Give the items from the line containing "Traffic incident detector — please mark the window in" through the line containing "[513,259,593,273]", both included, as a Markdown table with the columns No. and Text. Number each line and leave out any blank lines.

Begin Given entries

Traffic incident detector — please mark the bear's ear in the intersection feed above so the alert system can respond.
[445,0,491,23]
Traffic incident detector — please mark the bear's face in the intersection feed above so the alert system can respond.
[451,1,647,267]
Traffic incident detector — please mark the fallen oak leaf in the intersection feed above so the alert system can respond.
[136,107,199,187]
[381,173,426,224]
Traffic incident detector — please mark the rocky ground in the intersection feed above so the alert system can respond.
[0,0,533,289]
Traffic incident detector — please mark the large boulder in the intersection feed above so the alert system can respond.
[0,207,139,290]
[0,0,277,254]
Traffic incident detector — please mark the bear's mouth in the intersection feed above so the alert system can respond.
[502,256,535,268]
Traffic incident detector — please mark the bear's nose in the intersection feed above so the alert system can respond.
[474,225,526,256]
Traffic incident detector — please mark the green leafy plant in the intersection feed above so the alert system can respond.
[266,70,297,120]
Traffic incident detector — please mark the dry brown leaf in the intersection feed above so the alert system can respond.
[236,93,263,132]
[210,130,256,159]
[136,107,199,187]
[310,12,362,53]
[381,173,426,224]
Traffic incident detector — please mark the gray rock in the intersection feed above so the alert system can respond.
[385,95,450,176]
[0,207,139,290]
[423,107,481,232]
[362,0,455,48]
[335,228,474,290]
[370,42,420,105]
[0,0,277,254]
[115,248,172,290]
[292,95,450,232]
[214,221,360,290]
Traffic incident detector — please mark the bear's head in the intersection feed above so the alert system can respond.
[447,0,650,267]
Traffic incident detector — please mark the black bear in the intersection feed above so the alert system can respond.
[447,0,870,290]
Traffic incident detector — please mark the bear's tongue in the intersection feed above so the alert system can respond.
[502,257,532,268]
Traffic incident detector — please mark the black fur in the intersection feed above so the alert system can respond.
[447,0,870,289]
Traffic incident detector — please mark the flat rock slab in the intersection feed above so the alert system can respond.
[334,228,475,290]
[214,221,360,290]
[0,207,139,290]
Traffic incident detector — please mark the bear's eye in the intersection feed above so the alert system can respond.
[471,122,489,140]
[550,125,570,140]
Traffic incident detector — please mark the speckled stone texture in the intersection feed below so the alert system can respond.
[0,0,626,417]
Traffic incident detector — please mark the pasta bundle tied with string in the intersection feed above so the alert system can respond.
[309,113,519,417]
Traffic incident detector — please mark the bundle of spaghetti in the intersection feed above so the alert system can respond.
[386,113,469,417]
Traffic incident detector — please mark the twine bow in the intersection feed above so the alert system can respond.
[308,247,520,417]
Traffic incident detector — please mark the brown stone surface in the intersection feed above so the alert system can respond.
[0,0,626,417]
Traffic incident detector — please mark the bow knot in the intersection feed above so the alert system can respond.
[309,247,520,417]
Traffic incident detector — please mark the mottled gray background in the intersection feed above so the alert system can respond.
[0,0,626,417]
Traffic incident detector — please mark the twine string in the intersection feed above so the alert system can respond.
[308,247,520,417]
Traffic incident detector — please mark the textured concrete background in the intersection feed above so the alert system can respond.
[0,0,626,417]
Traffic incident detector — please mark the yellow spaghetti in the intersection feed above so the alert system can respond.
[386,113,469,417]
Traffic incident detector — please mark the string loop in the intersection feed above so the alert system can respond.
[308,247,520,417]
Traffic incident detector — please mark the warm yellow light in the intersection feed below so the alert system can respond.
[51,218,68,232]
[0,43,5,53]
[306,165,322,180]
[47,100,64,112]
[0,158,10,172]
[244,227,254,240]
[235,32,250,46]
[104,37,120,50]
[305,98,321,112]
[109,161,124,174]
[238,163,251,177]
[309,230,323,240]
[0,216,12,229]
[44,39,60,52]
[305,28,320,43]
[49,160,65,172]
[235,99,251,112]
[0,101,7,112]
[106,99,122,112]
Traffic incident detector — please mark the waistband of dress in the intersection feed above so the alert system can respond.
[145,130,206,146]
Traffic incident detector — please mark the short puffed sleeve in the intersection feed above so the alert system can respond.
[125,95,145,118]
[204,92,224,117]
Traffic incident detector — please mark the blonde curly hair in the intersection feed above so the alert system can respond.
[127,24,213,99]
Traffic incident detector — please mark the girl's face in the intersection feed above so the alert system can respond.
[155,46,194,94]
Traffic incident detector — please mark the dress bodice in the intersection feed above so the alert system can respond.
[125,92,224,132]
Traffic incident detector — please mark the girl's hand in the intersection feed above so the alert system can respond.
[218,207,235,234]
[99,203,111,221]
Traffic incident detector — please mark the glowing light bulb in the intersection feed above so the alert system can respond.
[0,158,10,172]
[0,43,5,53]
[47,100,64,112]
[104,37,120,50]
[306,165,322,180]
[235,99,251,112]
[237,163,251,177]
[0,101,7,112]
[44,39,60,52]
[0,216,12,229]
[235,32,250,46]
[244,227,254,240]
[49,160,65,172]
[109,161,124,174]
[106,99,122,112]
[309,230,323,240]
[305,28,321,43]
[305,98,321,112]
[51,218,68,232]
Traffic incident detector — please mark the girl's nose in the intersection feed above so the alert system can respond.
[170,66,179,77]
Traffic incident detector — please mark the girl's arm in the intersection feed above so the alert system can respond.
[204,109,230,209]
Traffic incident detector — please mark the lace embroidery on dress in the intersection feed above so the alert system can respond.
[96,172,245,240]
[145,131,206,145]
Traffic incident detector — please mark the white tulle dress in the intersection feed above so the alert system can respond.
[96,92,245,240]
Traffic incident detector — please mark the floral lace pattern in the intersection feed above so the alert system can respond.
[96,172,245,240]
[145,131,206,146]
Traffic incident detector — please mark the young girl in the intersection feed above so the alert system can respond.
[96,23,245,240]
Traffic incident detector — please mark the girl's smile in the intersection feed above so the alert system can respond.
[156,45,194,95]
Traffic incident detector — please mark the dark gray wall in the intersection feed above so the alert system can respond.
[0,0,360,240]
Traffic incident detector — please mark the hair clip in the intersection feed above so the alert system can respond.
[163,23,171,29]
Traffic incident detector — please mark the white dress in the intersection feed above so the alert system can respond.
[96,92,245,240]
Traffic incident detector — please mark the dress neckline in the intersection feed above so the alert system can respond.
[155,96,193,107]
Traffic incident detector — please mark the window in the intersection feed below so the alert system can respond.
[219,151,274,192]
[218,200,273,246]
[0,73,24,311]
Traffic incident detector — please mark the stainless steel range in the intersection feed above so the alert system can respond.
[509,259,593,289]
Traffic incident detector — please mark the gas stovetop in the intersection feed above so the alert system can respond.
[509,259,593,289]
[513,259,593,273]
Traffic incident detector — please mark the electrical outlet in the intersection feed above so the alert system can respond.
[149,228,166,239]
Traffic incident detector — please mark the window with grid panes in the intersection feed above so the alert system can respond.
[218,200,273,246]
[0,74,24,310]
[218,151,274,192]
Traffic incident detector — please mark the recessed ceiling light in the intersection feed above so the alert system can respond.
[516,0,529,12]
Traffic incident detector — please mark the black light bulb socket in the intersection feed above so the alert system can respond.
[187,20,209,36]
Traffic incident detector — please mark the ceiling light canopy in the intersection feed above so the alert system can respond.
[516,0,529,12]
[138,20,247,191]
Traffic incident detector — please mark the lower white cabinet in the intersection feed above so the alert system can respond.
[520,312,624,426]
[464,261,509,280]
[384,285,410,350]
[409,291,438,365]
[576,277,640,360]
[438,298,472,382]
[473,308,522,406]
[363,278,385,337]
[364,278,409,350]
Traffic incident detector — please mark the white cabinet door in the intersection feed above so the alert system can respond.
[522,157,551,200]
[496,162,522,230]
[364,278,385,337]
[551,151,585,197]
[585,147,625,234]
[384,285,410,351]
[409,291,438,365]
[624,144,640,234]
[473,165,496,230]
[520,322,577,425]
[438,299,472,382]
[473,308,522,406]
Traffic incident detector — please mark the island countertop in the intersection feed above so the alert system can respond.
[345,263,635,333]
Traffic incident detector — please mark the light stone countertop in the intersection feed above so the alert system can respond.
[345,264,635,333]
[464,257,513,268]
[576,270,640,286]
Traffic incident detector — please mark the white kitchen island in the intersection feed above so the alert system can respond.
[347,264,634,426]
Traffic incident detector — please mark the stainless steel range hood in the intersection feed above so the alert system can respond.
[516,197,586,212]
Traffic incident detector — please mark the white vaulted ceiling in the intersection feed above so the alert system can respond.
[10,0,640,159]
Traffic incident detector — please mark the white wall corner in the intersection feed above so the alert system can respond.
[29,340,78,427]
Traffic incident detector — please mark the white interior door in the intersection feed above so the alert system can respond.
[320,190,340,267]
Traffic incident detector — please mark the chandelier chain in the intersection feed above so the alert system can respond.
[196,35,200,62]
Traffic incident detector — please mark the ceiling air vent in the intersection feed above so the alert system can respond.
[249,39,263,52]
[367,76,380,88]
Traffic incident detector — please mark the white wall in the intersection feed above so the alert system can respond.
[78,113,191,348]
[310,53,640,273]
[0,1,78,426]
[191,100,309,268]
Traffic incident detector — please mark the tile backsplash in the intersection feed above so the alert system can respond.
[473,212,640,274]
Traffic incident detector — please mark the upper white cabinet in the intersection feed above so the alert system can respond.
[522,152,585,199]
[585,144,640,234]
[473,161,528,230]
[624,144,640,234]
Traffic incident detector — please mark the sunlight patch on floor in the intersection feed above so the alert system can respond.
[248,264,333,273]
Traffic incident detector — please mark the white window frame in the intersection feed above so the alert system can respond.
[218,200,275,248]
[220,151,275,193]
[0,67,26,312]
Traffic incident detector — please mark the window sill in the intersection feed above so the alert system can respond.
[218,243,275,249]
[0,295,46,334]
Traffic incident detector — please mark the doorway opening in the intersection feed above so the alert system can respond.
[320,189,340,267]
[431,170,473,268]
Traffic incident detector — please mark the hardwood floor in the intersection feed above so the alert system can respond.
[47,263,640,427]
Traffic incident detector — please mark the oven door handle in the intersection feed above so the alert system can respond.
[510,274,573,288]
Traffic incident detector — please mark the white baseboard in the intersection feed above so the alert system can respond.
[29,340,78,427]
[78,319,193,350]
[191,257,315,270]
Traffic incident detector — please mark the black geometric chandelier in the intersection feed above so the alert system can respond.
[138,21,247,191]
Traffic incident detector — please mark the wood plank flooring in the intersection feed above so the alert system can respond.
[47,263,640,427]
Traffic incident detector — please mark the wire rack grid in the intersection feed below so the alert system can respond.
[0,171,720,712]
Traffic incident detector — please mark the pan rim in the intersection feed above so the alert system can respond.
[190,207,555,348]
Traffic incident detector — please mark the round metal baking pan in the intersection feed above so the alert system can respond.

End Given entries

◆ **Written response**:
| No. | Text |
|---|---|
| 1 | Traffic incident detector — please mark the window in the intersection feed below so the alert system can respond. |
| 2 | [219,151,274,192] |
| 3 | [218,200,273,246] |
| 4 | [0,73,24,311] |
| 5 | Traffic incident detector — please mark the stainless steel range in the intersection feed above so the alert system can respond. |
| 6 | [509,259,593,289] |
| 7 | Traffic incident detector — please mark the gas stovetop in the intersection feed above so the alert system can respond. |
| 8 | [509,259,593,289] |
| 9 | [513,259,593,273] |